Lines of data —

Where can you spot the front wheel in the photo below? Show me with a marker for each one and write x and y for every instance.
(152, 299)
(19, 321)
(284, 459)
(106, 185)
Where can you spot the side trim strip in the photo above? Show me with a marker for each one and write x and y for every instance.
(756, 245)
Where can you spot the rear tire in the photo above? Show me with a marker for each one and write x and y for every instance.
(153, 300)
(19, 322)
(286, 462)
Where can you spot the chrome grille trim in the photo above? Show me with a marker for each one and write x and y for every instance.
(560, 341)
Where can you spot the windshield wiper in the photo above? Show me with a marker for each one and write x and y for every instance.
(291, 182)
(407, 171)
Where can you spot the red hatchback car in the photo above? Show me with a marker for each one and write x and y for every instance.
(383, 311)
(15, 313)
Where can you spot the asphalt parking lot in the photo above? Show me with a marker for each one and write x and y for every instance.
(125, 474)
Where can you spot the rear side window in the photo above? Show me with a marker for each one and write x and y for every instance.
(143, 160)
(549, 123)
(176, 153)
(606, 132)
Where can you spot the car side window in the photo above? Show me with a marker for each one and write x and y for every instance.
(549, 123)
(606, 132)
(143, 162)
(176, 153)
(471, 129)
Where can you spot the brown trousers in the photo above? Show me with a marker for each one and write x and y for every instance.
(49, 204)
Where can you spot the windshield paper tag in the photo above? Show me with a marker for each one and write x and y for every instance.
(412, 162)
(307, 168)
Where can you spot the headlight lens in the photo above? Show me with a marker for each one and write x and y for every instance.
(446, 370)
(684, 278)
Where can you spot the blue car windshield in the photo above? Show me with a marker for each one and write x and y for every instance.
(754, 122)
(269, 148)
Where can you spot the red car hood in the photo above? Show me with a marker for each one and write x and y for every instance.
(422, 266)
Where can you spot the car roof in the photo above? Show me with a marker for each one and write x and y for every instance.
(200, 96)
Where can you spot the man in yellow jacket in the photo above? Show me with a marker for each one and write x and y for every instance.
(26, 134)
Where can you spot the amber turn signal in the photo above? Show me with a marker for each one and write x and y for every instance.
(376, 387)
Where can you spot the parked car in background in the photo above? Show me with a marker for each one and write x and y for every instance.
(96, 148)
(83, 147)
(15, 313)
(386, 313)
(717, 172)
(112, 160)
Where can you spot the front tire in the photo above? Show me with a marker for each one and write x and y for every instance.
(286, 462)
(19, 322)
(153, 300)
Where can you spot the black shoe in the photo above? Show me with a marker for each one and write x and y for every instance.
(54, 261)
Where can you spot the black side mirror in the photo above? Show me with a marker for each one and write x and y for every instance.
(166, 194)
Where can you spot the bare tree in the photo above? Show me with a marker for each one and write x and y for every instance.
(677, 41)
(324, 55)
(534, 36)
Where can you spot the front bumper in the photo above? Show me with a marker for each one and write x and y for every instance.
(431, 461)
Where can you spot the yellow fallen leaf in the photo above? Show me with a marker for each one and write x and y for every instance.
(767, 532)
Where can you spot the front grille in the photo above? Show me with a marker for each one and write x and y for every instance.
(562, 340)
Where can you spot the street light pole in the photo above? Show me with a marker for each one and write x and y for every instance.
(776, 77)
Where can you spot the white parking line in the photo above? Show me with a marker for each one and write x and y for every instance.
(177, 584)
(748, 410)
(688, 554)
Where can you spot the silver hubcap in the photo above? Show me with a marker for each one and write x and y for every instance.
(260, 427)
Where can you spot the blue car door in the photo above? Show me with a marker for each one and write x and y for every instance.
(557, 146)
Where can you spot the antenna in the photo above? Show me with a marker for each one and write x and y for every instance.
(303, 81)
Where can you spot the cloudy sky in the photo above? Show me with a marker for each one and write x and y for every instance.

Requirement — Can you return every one of the lines above word for word, with nothing changed?

Response to the task —
Where can you spot the front wheel in the photo below? Show me with a marker for each one and write x and y for every instance.
(152, 299)
(19, 321)
(284, 459)
(106, 185)
Where can you spot the side trim strip in the photo above? Show me with a marker for each one and write x and y for every instance.
(756, 245)
Where can you spot the rear tire in the photo above? Show me with a marker for each one and write x and y for every instance.
(153, 300)
(19, 322)
(286, 462)
Where can you spot the chrome grille trim in the photo above? Show me with a marker for each one and write x and y for every instance.
(560, 341)
Where can you spot the windshield wiper in the photo above? Show me with a marker for each one and write x and y for every instance.
(291, 182)
(407, 171)
Where can you spot the red hatchback car in the photo above? Show me with a marker for each one and write x and y for every instance.
(383, 311)
(15, 313)
Where can you spot the asphalt parking lot in the photo above? Show me with a marker for each one and write x and y for every instance.
(125, 474)
Where can you spot the rear side window in the photo above? Show me with a marker for each one and write x and y for every instance.
(143, 160)
(549, 123)
(176, 153)
(606, 132)
Where can you spot the car side window in the photo above? Show me with a marker for each one and write x and y for every instance.
(549, 123)
(606, 132)
(143, 162)
(176, 153)
(471, 129)
Where can you spot the brown trousers in the photo above? Show me with a marker for each one and write x and y for every instance.
(49, 204)
Where can you spot the windshield paper tag in the photo above? Show me with a marker for each one and write x and y for every instance.
(412, 162)
(307, 168)
Where can you spot the headlight lens in the photo above? Show me with a marker for each one and write x and y for every instance.
(446, 370)
(684, 278)
Where can you spot the blue car windshield in the photo above? Show me with a marker for each one and write x and y for every instance.
(754, 122)
(269, 148)
Where can you spot the red car hood in the photo above? Show me with a marker for each one and write x and y for every instance.
(422, 266)
Where can you spot the car roof in the photo above? Show me with a marker for each one and write x and y for every instance.
(200, 96)
Where can you spot the man in yellow jacket in the photo above? Show me with a marker for each one and write x and y for every instance.
(26, 134)
Where can you spot the amber turn signal in the photo above? Show me with a marker for each one and write x and y for every instance.
(376, 387)
Where can you spot the parked car in background in the photo above? Show me with a marker for each one and write x and y for every instance.
(96, 148)
(83, 147)
(15, 313)
(386, 313)
(717, 172)
(112, 160)
Where can you spot the front tire in the photo above? Show me with a marker for each one and write x and y for every instance.
(286, 462)
(19, 322)
(153, 300)
Where can you spot the black shoe in the photo above? Show me with a marker for each one and write x and y for every instance.
(54, 261)
Where can you spot the black side mirror in the photo above? Show me with a marker for each one and write x and y for every instance.
(166, 194)
Where can you spot the bare tree in the photo above? Show me with a marker for each one and write x and y for every instance.
(677, 41)
(324, 55)
(534, 36)
Where can you spot the front bumper in the photo above? Show me with a marker for each one and write x and y for every instance.
(431, 461)
Where can you spot the yellow fallen leaf in the photo above? Show me with a marker for each one and write x and y for every instance.
(767, 532)
Where can you spot the front grille in the photo above? Show me with a marker for each one and write x and y for every instance.
(562, 340)
Where can you spot the street light pole in the photo above? Show me with a marker for each one and write x and y for every instance.
(776, 77)
Where can you spot the white parking line in the photo above? Show me with a marker for each one and write x and y for every instance.
(177, 584)
(748, 410)
(688, 554)
Where can you spot the silver hubcap in the photo above? Show me with a marker for each one and write x and y for every instance.
(260, 427)
Where can you spot the blue car door in the photo above? Show me with a marker for each one and write x and y for every instance.
(557, 146)
Where can you spot the antenna in the photo above? Show me with a marker for each one and write x and y for every instance.
(303, 81)
Where can you spot the cloudy sky in the photo above? Show me with a marker for each one and write x and y for every instance.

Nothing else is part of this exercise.